SELECTED EXCERPT
On Reno Hill the cavalrymen watched the exodus from the valley and speculated on its meaning. None knew what had happened to Custer. None knew why the Indians were leaving. None could shake the fear that the next morning would bring fresh waves of warriors against the hilltop. During the night the troops buried their dead and moved closer to the river. Lieutenant DeRudio and most of the soldiers and scouts left in the timber the day before made their way into the lines. They had remained concealed for a harrowing 36 hours while Indians came and went nearby.

Next morning a blue column was seen marching up the valley. Some thought it was Custer at last. Others thought it Terry. A few speculated that it was Crook. Two officers rode out to investigate. A short gallop brought them to the leading ranks of the 2d Cavalry, General Terry in the van. Both general and lieutenants burst out with the same question: "Where is Custer?"

Lt. James H. Bradley brought the answer. He and his Crow scouts had counted 197 bodies, most of them stripped of clothing and badly mutilated, littering the battle ridge 4 miles downstream. Custer's body lay just below the crest at the north end of the ridge. It had been stripped but neither scalped nor mutilated. One bullet had lodged in the left breast, another in the left temple.

Of about 215 officers and men in Custer's battalion, not one had survived although the failure to find all the bodies left a faint possibility that someone may have escaped. In Reno's retreat from the valley and defense of the bluffs, another 47 men had been slain and 53 wounded. Altogether, half the regiment lay dead or wounded. How many Indians paid for this victory with their lives will never be known, for the dead were borne off by the living. Estimates vary from 30 to 300.

EXCERPTED RECORDS
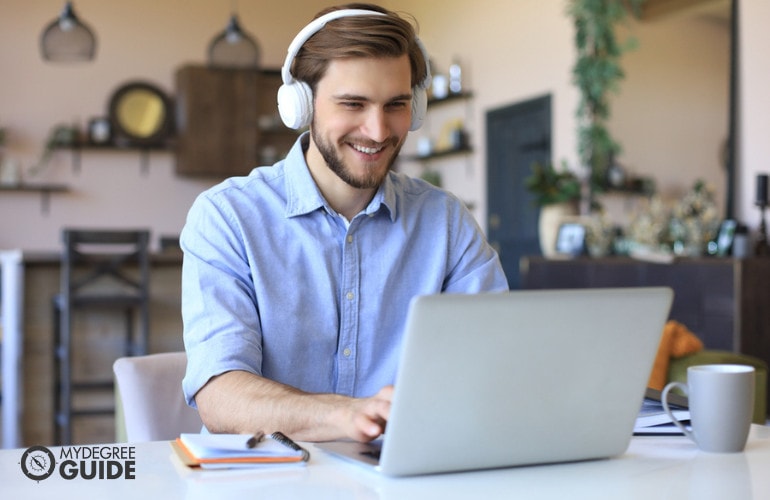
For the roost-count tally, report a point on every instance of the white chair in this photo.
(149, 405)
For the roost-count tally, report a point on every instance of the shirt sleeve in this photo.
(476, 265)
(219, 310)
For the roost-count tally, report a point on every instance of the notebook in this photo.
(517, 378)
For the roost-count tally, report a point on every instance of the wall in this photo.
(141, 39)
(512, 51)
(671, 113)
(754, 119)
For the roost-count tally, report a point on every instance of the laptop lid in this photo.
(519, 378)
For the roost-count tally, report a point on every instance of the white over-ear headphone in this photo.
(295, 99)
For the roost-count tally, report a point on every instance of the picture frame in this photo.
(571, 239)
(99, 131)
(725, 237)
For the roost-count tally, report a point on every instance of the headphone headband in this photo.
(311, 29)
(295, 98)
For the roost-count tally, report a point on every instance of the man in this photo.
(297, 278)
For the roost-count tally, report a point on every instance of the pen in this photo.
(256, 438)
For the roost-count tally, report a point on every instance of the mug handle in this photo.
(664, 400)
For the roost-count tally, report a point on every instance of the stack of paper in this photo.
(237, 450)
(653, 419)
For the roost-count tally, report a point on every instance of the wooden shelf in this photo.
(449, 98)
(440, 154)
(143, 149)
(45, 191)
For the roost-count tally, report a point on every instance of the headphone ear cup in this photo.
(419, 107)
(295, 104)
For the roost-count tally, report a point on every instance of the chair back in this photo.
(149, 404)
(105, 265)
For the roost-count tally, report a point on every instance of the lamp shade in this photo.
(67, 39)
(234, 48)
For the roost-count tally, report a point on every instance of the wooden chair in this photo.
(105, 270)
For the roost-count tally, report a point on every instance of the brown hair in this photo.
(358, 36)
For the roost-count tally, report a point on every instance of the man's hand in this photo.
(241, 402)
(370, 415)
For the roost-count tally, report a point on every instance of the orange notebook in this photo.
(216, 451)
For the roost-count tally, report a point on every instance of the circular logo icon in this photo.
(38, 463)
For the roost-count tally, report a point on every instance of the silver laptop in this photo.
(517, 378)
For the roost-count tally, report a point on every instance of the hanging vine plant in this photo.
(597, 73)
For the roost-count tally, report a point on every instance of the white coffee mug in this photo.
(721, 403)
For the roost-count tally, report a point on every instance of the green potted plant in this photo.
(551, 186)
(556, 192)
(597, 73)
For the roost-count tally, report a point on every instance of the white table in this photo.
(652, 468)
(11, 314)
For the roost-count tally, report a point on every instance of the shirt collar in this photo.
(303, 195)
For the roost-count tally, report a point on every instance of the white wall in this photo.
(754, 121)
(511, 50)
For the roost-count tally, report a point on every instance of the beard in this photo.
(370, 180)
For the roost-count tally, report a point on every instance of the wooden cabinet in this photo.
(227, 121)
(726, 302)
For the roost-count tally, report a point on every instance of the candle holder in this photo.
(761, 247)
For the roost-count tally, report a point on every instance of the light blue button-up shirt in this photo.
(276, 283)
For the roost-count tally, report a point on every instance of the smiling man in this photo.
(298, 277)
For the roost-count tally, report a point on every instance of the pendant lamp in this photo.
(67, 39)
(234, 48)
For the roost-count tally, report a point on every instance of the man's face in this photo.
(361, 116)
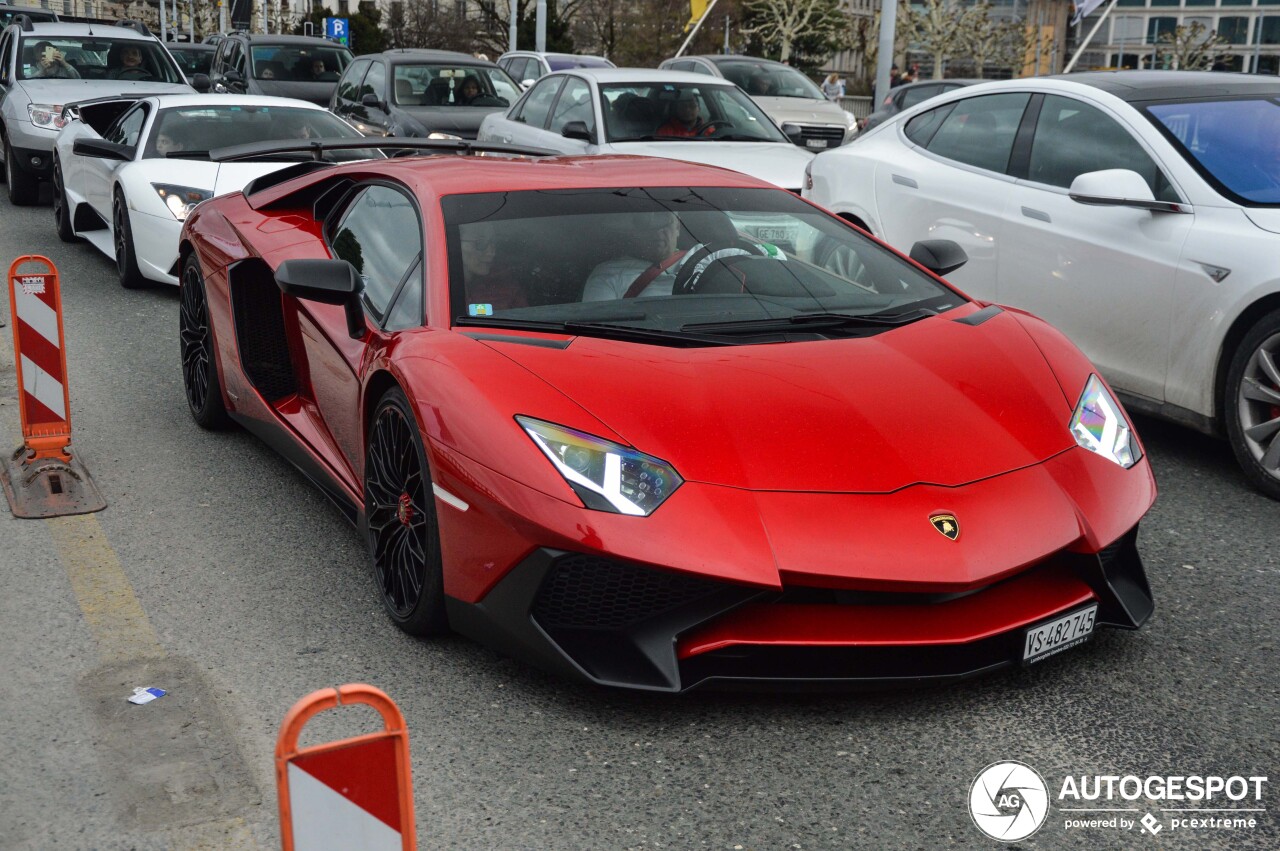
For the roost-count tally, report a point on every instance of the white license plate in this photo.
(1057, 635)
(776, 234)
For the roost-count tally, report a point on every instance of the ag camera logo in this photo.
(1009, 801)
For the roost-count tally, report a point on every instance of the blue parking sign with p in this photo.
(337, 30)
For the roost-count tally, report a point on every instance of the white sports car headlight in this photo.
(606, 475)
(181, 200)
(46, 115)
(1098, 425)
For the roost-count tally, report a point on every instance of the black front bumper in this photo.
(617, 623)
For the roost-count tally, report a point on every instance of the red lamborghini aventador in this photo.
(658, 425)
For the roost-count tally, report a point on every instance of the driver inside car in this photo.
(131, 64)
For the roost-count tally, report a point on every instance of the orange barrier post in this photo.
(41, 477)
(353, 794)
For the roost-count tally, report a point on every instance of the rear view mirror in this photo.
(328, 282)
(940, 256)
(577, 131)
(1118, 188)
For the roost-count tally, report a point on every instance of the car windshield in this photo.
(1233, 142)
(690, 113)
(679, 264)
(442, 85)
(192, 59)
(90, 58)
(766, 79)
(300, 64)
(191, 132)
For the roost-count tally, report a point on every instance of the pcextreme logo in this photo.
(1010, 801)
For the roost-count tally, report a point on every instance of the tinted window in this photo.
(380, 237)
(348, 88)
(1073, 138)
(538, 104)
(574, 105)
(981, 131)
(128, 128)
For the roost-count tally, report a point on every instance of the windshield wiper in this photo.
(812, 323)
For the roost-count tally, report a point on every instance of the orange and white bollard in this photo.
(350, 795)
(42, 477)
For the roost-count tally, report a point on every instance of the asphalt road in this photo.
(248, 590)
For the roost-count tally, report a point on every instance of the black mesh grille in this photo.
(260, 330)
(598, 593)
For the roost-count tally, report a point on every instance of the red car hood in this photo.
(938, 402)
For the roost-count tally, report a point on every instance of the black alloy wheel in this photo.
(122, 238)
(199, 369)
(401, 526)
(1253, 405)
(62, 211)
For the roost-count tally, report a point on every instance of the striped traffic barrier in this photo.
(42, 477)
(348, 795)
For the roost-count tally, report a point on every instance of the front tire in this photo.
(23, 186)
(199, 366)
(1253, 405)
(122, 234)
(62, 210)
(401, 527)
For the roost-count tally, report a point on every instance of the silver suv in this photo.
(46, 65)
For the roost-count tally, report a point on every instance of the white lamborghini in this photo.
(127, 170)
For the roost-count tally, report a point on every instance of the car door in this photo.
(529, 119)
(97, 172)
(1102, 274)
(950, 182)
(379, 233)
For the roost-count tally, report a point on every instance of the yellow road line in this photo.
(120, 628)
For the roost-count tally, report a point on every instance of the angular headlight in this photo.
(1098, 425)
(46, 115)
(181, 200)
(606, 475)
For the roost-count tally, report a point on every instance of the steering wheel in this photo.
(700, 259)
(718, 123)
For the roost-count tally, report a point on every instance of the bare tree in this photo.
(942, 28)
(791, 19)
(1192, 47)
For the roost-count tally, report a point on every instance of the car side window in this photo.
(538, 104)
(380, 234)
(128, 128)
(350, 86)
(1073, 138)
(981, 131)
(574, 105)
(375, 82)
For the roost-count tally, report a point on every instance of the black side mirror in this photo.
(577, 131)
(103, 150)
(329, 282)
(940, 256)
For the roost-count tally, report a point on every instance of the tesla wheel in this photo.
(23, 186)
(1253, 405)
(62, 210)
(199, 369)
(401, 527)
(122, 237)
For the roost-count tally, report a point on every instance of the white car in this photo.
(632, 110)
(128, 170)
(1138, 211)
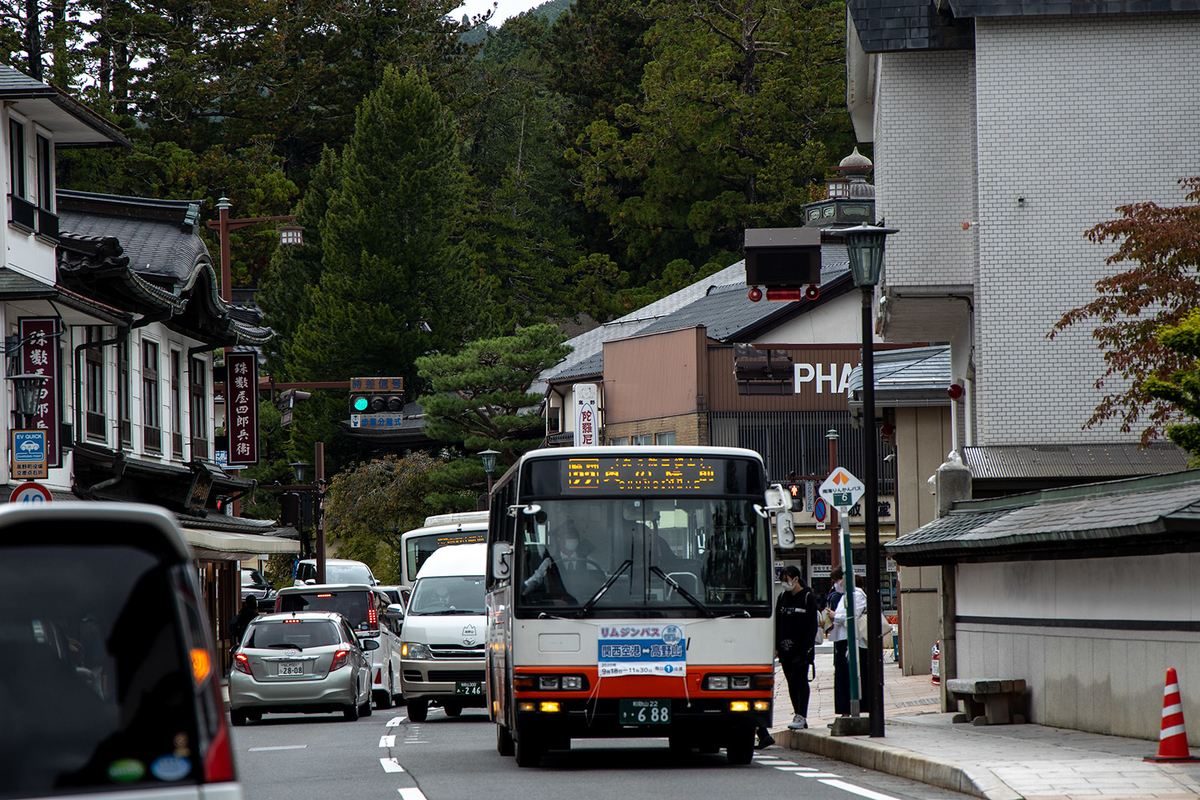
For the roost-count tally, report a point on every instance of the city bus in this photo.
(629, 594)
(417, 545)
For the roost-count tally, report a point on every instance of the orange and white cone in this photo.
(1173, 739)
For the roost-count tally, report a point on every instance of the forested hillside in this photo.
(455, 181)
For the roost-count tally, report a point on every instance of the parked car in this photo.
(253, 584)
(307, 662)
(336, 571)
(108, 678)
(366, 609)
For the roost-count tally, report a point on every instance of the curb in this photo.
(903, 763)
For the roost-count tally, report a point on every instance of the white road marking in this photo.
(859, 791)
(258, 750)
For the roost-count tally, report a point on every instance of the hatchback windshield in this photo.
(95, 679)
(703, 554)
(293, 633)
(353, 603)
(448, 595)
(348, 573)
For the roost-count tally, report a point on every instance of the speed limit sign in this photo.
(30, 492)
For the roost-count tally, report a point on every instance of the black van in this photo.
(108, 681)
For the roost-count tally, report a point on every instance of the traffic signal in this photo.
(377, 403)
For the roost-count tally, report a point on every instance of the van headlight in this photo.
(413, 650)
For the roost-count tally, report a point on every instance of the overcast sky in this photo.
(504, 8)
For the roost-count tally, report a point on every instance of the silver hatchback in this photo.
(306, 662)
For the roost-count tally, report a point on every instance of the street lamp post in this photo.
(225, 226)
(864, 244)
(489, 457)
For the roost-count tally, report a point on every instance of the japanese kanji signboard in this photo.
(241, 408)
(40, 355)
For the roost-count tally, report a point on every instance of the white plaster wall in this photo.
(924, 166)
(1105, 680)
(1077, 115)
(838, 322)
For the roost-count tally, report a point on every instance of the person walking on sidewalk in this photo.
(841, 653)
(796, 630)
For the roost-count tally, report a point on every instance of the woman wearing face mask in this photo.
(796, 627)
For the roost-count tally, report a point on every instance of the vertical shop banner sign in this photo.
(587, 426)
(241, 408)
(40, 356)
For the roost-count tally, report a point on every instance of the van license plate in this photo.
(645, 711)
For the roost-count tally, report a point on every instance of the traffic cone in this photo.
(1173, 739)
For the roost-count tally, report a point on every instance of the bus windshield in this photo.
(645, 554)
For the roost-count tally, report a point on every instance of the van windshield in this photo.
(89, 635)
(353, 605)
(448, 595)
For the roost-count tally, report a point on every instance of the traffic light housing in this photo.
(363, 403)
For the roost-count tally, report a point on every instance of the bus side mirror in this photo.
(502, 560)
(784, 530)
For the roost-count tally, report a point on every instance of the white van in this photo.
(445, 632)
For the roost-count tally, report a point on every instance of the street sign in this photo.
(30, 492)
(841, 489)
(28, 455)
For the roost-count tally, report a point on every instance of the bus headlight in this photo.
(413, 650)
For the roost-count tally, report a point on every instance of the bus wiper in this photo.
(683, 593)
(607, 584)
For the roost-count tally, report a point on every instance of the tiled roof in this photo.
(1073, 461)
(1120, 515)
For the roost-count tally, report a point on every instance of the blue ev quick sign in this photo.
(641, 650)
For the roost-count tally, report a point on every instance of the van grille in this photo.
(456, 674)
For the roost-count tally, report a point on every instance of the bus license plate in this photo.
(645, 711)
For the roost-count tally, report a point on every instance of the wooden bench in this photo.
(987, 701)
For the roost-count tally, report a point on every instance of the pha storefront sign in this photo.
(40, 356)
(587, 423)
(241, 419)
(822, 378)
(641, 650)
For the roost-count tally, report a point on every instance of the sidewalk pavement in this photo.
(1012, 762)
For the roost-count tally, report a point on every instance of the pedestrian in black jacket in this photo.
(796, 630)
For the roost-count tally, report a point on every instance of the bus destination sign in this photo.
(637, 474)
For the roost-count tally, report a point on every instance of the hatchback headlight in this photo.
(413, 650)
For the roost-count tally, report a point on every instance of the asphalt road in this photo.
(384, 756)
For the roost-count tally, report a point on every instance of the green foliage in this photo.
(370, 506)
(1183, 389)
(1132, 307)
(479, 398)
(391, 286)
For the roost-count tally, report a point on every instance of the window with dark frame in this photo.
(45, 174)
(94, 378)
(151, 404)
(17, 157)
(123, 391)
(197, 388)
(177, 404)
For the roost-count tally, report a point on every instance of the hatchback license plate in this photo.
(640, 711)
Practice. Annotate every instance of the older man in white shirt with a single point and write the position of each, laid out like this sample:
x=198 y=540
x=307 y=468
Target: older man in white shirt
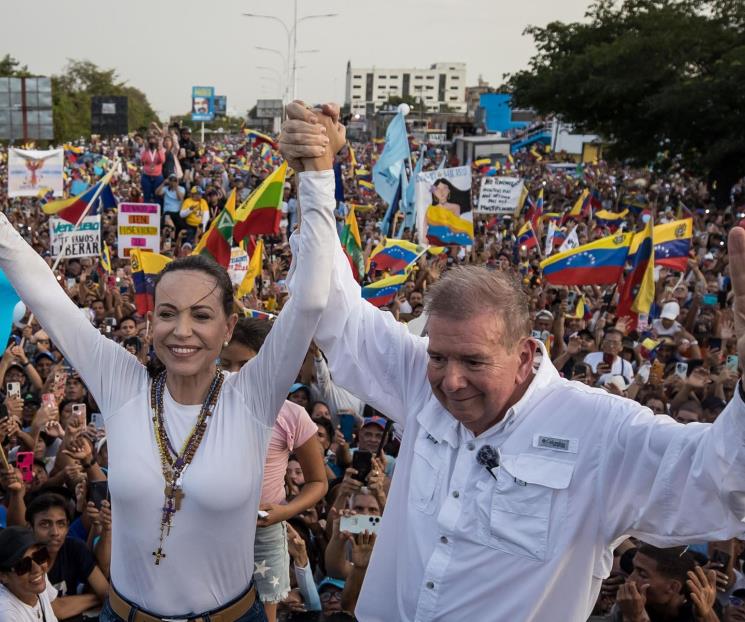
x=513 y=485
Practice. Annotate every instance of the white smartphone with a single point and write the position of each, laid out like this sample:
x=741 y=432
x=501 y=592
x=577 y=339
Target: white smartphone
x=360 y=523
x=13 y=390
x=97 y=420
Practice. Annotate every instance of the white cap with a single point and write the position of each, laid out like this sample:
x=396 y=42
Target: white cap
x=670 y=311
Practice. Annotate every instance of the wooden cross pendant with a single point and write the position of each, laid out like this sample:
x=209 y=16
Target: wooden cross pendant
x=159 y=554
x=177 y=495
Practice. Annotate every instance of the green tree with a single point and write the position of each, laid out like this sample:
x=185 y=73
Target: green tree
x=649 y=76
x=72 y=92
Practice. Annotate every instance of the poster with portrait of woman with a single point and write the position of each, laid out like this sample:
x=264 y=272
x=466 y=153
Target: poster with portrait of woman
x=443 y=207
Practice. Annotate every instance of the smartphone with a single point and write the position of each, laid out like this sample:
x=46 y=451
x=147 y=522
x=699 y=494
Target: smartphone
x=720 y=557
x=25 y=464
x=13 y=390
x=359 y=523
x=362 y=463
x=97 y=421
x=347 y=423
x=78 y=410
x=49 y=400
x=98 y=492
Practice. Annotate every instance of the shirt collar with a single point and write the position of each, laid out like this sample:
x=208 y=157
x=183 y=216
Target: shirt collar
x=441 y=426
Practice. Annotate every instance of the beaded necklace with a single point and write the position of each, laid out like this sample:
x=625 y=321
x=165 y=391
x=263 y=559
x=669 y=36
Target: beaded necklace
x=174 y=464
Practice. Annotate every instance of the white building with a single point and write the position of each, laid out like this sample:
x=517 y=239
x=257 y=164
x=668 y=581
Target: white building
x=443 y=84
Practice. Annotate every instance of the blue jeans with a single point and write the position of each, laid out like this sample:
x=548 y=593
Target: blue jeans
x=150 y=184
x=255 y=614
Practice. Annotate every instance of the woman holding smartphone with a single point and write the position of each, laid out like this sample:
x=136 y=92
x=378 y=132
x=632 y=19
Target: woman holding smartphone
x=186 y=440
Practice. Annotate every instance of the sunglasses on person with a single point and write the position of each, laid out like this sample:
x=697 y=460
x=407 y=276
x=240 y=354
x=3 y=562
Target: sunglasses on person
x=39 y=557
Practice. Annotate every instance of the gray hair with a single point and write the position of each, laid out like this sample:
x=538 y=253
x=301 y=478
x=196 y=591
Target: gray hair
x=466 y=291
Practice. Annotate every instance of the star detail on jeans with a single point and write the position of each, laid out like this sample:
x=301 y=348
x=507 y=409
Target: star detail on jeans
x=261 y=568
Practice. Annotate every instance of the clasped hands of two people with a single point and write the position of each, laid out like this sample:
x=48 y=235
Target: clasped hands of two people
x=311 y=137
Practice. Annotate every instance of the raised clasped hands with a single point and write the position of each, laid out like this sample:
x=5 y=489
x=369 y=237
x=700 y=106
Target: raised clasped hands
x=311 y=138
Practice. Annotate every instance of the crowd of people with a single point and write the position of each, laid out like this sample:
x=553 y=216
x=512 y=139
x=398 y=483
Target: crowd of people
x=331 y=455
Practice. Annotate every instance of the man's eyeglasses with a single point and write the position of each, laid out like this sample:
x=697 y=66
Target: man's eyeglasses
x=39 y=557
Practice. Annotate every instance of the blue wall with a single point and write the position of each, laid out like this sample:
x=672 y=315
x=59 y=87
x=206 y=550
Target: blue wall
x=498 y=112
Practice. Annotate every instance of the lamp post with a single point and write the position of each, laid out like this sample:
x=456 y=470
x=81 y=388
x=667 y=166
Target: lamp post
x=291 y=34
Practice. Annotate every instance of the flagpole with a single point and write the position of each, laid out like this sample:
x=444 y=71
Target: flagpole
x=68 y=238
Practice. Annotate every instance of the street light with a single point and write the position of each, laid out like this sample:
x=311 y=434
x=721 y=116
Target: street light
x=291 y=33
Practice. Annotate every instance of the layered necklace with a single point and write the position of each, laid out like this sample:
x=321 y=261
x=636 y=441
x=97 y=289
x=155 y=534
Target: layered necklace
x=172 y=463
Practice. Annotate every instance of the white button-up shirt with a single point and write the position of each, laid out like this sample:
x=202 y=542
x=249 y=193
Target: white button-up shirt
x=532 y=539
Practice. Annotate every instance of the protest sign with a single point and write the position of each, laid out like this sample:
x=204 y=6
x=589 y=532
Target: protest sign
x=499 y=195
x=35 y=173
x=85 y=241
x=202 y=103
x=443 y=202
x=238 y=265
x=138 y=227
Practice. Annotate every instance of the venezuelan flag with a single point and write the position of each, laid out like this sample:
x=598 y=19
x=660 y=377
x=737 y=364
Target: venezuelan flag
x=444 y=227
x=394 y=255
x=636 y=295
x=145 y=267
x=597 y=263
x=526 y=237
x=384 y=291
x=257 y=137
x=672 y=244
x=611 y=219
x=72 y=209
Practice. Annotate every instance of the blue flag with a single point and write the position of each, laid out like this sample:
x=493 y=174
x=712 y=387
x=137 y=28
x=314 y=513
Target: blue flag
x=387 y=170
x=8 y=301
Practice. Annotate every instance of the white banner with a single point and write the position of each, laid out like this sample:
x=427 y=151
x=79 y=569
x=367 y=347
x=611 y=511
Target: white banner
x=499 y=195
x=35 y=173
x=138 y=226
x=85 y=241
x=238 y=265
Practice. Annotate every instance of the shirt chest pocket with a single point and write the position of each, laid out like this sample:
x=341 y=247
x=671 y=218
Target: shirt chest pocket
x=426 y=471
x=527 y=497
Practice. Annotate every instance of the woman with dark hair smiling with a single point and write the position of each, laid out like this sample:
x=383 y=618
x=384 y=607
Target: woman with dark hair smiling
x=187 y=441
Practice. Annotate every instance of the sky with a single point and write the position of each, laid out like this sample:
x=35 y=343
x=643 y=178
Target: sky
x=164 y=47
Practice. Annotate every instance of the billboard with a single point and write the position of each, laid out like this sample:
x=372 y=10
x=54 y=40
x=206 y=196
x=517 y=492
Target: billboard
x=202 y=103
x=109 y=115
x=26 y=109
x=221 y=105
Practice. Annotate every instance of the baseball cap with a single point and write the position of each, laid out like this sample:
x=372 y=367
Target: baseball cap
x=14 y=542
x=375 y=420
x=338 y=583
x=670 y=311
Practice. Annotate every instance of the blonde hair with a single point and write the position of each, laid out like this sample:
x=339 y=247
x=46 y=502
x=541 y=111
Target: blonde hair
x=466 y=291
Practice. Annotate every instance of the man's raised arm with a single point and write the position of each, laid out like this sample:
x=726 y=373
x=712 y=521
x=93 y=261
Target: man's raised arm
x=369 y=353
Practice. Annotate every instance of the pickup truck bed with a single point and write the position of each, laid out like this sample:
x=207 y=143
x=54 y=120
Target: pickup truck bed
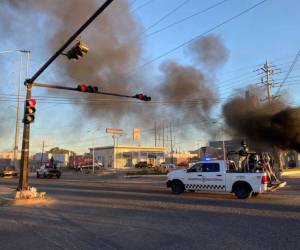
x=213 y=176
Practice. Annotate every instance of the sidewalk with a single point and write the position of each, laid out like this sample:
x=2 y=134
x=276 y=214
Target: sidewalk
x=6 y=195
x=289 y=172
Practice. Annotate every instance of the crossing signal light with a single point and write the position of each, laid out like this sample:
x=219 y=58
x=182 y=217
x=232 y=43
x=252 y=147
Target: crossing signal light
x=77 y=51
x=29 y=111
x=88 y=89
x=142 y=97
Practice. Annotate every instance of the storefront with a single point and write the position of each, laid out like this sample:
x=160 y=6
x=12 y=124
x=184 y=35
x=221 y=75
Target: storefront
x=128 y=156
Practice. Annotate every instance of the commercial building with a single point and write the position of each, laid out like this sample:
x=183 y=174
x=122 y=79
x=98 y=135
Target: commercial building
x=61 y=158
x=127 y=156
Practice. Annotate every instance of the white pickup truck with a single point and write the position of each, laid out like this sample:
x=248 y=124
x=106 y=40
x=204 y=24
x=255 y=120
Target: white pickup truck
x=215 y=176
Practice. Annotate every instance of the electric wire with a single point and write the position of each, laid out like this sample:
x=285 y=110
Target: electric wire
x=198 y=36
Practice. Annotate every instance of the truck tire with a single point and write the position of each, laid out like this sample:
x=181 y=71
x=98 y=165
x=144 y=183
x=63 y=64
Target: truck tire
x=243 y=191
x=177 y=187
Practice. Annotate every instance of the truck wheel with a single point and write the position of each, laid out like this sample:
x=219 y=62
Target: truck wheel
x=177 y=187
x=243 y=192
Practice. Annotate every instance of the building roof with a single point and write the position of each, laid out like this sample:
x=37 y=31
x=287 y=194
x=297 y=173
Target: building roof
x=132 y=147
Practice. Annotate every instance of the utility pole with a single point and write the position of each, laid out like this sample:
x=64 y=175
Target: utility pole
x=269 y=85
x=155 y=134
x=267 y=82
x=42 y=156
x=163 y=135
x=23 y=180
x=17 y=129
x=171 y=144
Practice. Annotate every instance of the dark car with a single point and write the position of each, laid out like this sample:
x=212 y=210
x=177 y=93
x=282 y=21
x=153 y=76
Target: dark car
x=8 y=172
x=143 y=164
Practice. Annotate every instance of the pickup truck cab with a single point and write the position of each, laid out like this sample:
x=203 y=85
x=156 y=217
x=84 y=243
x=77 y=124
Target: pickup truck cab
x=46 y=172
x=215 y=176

DIRECTIONS
In the Reno Hill excerpt above, how many bodies did Lt. James H. Bradley and his Crow scouts count on the battle ridge? Please answer in a few words.

RESULT OF THIS EXERCISE
197 bodies.